Aim 1 –
Using the abstract, decide whether each statement agrees with it, answering yes or no and quoting the words that settle it: (a) The heat flux predictions were checked only against water data. (b) The surface heat flux is broken down into parts from forced convection, transient conduction, and evaporation. (c) The limit of surface heat flux was found to be consistent with the measured critical heat flux.

Text –
begin
In this work a statistical model is developed by deriving the probability density function of bubble coalescence on boiling surface to describe the distribution of vapor bubble radius. Combining this bubble coalescence model with other existing models in the literature that describe the dynamics of bubble motion and the mechanisms of heat transfer, the surface heat flux in subcooled nucleate boiling can be calculated. By decomposing the surface heat flux into various components due to different heat transfer mechanisms, including forced convection, transient conduction, and evaporation, the effect of the bubble motion is identified and quantified. Predictions of the surface heat flux are validated with R134a data measured in boiling experiments and water data available in the literature, with an overall good agreement observed. Results indicate that there exists a limit of surface heat flux due to the increased bubble coalescence and the reduced vapor bubble lift-off radius as the wall temperature increased. Further investigation confirms the consistency between this limit value and the experimentally measured critical heat flux (CHF), suggesting that a unified mechanistic modeling to predict both the surface heat flux and CHF is possible. In view of the success of this statistical modeling, the authors tend to propose the utilization of probabilistic formulation and stochastic analysis in future modeling attempts on subcooled nucleate boiling.
end
[Annotation dataset rows]
begin
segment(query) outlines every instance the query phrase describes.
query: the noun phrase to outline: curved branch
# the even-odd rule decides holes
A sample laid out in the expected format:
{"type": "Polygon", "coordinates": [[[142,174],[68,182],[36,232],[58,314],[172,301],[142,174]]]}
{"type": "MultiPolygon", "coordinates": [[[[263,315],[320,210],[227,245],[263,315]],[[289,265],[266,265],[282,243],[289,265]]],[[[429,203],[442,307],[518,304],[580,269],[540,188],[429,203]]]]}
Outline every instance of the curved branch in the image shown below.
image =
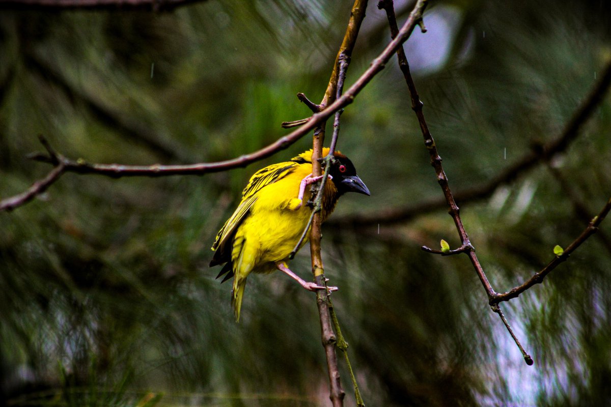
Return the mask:
{"type": "Polygon", "coordinates": [[[39,135],[38,139],[40,139],[40,142],[49,154],[49,162],[52,162],[55,167],[47,174],[46,177],[32,184],[32,186],[25,192],[0,201],[0,212],[12,211],[27,203],[35,196],[46,191],[47,188],[59,179],[59,177],[65,172],[65,165],[62,160],[63,157],[55,152],[43,136],[39,135]]]}
{"type": "MultiPolygon", "coordinates": [[[[602,75],[590,91],[588,96],[579,106],[565,125],[558,137],[543,145],[540,145],[525,154],[509,167],[502,170],[490,181],[472,188],[459,190],[454,193],[455,199],[461,203],[481,200],[490,196],[502,185],[509,184],[522,174],[543,162],[549,161],[555,155],[566,149],[569,144],[579,135],[579,129],[592,116],[596,107],[609,91],[611,85],[611,61],[605,67],[602,75]]],[[[415,204],[376,211],[374,214],[357,214],[343,218],[335,218],[330,224],[359,227],[377,225],[389,225],[407,222],[416,216],[441,209],[446,207],[444,197],[431,197],[415,204]]]]}
{"type": "Polygon", "coordinates": [[[535,273],[530,278],[525,281],[523,284],[517,287],[515,287],[507,292],[503,294],[496,294],[493,295],[490,298],[490,304],[491,305],[498,305],[501,301],[508,301],[511,298],[515,298],[520,294],[526,291],[529,288],[536,284],[540,284],[543,282],[543,279],[545,278],[546,276],[551,272],[554,268],[557,267],[561,263],[566,261],[568,259],[569,256],[571,255],[573,251],[575,251],[577,248],[579,247],[582,243],[585,242],[585,240],[590,237],[591,236],[596,232],[598,230],[598,226],[601,224],[607,214],[609,214],[609,211],[611,210],[611,199],[609,199],[607,201],[607,204],[602,207],[598,215],[594,217],[588,226],[586,226],[584,231],[581,232],[577,239],[576,239],[573,242],[568,245],[568,247],[564,249],[564,251],[560,256],[556,256],[554,259],[547,264],[547,265],[545,266],[539,272],[535,273]]]}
end
Aim 2 –
Put the lines of the rows, from the first line through the line containing "A sample laid", into a Markdown table with the columns Number and Line, and skip any blank lines.

Correct result 1 –
(a) No: "validated with R134a data measured in boiling experiments and water data available in the literature"
(b) Yes: "including forced convection, transient conduction, and evaporation"
(c) Yes: "confirms the consistency between this limit value and the experimentally measured critical heat flux (CHF)"

Correct result 2 –
| Number | Line |
|---|---|
| 1 | segment(query) outlines every instance the query phrase describes. |
| 2 | query: the noun phrase to outline: curved branch |
| 3 | # the even-odd rule decides holes |
| 4 | A sample laid out in the expected format: |